● **Required action**: Precisely the lines from the one with "Mark the metal" through the end of the data, both included, must make up the response, each restated word for word.

● **Data in this exercise**:
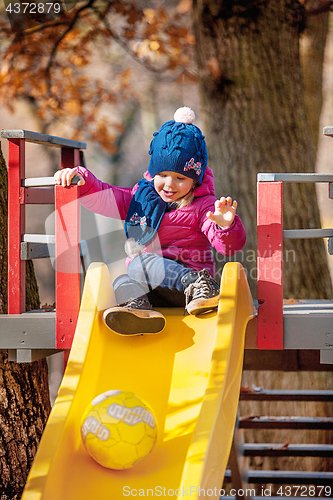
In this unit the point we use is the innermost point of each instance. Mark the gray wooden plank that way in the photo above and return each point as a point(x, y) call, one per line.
point(30, 330)
point(308, 329)
point(49, 140)
point(37, 196)
point(286, 395)
point(289, 450)
point(286, 477)
point(307, 233)
point(30, 355)
point(44, 181)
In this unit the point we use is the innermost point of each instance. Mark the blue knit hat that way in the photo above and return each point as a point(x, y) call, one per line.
point(179, 146)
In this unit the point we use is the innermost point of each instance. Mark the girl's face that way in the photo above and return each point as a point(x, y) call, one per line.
point(172, 186)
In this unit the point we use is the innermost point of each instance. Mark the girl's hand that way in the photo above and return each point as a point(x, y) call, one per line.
point(225, 210)
point(65, 175)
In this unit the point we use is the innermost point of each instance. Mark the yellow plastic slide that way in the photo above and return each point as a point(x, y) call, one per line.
point(189, 374)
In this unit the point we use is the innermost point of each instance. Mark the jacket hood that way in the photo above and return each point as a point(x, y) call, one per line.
point(207, 187)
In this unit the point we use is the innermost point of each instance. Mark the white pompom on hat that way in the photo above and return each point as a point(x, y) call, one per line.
point(184, 115)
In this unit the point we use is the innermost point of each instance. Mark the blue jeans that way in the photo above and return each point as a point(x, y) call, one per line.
point(154, 278)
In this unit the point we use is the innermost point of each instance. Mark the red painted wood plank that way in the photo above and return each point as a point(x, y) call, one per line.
point(16, 227)
point(67, 255)
point(270, 265)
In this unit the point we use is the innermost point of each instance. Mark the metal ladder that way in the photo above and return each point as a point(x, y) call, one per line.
point(264, 483)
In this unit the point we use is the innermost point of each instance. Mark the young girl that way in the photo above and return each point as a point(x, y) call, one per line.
point(171, 220)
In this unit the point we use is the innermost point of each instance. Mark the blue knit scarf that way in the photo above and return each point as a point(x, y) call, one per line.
point(145, 213)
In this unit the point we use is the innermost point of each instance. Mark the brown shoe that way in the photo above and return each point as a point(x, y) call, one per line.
point(136, 317)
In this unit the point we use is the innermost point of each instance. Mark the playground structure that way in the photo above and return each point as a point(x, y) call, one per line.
point(191, 380)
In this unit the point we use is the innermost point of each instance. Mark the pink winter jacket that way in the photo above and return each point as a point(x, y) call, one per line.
point(184, 235)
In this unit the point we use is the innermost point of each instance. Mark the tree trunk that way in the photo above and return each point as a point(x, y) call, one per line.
point(312, 50)
point(24, 391)
point(255, 120)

● **Completed exercise**:
In this unit the point we use is the innermost point of each instance. Mark the metal ladder that way in the photo above and return each point as a point(x, y) call, one per line.
point(264, 483)
In this unit the point we use is the innermost point of each instance. Mark the young girl that way in the photo above and return each point as a point(x, y) call, one per line.
point(171, 220)
In this unit the point we use is the innermost point of each instance. Mark the blue knit scarf that way in the photo above and return each point as a point(x, y) call, one per line.
point(145, 213)
In this unit the point we use is the innermost point of each instance. Mark the brown shoe that way in the photo above and return each point as a point(x, y) call, one per line.
point(136, 317)
In this unit the point we use is the innermost point of each instance. Mark the playground structure that way in the photo above and return each point as a point(x, y) call, one per line.
point(191, 380)
In this unit the point we use is the innermost point of each instance. Mark the pink winter jacket that way in the photo above and return each point as a point(x, y) call, one per line.
point(184, 235)
In this unit the point we use is the innermost point of each instance. Mark the tree trunk that way in the photo above and return each point as a point(x, y) call, one per line.
point(312, 50)
point(24, 391)
point(255, 120)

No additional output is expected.